> _Exercise brief_:
Please give everything from the line that contains "Practice: locate the red" down to the line that contains "pixel 188 171" again, swapping "red sign" for "traffic sign" and leaving all else unchanged.

***

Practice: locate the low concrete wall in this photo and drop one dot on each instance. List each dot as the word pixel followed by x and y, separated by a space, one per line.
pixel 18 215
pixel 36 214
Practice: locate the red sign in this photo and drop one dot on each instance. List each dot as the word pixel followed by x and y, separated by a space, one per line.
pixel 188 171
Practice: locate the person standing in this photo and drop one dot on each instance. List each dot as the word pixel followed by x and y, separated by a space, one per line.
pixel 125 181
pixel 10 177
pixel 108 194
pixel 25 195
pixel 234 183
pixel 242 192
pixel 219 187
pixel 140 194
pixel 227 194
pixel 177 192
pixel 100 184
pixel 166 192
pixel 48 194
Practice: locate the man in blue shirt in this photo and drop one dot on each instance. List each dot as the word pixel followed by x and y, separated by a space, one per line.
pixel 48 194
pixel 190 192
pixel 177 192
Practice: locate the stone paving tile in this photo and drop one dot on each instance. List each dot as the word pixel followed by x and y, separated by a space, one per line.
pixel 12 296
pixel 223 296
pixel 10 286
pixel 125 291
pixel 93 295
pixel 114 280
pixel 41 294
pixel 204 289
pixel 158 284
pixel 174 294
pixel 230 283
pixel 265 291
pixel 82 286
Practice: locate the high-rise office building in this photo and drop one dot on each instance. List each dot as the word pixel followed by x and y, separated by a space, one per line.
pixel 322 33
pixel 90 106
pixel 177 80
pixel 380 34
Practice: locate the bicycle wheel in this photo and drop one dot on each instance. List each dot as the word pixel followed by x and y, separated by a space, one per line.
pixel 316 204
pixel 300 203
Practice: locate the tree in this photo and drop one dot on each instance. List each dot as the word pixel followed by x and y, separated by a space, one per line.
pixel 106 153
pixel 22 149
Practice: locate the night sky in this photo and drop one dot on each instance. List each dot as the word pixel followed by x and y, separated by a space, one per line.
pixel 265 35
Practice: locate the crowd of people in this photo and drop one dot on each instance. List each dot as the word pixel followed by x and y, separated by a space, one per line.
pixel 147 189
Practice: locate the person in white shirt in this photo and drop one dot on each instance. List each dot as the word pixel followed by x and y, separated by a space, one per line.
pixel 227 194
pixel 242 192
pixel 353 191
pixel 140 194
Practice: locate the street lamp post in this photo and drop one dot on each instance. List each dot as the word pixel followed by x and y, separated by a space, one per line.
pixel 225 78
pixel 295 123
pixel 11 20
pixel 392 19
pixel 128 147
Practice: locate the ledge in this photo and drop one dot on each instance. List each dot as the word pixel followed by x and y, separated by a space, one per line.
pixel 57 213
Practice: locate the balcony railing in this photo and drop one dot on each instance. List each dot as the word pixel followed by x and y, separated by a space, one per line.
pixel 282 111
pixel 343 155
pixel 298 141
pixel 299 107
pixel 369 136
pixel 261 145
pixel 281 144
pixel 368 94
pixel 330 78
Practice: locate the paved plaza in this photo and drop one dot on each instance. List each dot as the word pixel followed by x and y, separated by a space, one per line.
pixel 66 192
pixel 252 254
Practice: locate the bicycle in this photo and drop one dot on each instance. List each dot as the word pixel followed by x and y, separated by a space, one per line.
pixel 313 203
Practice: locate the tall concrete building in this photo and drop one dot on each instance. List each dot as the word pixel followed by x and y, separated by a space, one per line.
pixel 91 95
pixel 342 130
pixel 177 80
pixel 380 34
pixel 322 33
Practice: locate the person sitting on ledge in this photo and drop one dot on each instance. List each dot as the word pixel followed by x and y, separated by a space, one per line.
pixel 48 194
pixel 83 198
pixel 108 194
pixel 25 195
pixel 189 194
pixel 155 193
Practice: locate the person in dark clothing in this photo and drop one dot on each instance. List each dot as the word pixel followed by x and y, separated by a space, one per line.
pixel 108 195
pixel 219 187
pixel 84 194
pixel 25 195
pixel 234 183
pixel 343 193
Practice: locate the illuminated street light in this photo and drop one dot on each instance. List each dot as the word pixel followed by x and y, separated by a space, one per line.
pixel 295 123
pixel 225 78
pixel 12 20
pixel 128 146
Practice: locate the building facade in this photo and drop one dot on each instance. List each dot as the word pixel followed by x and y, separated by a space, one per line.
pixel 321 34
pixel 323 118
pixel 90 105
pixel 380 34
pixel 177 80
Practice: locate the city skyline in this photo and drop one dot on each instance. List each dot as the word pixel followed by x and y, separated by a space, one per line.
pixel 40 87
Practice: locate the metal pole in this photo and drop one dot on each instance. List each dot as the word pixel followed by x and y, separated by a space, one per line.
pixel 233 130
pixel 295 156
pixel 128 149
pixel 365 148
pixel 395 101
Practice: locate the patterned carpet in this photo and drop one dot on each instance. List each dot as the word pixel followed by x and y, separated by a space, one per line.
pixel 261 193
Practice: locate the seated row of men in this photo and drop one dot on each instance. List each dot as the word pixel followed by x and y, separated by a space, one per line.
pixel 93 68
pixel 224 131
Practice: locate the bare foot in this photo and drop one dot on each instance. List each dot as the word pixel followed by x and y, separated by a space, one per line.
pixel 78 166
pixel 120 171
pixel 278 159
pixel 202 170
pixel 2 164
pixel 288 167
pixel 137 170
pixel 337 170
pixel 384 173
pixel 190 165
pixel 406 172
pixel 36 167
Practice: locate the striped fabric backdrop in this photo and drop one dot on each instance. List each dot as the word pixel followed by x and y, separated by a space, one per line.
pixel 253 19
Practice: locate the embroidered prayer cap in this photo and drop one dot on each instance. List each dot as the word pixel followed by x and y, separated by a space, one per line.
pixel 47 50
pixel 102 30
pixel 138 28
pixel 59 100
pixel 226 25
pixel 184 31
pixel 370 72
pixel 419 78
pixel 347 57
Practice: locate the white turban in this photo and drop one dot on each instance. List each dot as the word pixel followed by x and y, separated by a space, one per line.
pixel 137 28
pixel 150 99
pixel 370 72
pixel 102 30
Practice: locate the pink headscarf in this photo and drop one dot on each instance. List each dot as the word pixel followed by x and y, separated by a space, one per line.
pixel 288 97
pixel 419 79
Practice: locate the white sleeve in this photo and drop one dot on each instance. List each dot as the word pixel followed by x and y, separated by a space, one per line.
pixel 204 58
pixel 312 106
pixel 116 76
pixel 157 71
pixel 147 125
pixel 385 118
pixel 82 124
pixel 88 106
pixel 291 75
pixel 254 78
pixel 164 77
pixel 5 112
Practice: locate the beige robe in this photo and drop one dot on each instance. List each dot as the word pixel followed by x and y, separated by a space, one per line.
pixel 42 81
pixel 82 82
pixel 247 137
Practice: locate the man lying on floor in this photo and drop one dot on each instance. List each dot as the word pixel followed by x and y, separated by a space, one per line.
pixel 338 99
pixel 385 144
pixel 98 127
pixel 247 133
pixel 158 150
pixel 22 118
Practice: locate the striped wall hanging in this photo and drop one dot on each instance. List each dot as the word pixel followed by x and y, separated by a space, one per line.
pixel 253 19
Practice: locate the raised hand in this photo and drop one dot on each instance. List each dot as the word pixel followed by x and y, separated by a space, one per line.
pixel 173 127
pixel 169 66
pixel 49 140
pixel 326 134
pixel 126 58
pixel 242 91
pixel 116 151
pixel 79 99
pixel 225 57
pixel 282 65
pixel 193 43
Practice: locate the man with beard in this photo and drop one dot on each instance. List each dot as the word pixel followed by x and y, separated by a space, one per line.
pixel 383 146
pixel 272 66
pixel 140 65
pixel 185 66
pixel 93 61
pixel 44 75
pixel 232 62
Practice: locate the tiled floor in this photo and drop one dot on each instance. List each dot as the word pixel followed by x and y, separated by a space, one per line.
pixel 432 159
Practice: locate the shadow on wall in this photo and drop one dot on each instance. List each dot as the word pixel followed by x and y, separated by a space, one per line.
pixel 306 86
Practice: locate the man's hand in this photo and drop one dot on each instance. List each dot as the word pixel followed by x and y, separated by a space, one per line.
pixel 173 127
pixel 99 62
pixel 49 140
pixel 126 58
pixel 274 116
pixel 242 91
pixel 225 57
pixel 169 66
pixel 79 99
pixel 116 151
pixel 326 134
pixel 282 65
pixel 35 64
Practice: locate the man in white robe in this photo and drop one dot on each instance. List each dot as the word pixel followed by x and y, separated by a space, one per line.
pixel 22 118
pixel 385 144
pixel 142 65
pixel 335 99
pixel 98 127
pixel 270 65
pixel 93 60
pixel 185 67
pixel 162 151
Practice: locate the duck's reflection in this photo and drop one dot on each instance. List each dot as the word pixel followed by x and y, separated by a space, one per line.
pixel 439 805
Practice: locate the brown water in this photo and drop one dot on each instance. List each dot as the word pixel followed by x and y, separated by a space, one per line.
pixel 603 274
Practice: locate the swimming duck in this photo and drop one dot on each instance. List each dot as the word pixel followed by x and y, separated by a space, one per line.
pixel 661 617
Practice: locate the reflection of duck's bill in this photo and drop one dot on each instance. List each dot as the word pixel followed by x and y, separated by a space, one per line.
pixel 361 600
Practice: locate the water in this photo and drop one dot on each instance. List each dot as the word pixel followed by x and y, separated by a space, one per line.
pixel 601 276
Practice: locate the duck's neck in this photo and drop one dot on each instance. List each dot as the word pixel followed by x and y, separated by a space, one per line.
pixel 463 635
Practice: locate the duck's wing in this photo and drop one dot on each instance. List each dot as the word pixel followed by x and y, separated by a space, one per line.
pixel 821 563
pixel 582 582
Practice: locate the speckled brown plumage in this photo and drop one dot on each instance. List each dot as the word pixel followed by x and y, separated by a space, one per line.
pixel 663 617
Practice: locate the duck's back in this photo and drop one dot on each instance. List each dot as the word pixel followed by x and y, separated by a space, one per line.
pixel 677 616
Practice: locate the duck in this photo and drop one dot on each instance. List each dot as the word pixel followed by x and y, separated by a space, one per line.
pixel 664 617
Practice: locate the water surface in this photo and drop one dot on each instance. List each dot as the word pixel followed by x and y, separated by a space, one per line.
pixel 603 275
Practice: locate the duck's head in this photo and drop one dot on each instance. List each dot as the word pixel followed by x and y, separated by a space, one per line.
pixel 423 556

***

> _Result below_:
Practice: locate the traffic sign in this photo and drop one dot on each instance. List each dot as the word pixel followed by x and y, separated by a space, one per line.
pixel 188 171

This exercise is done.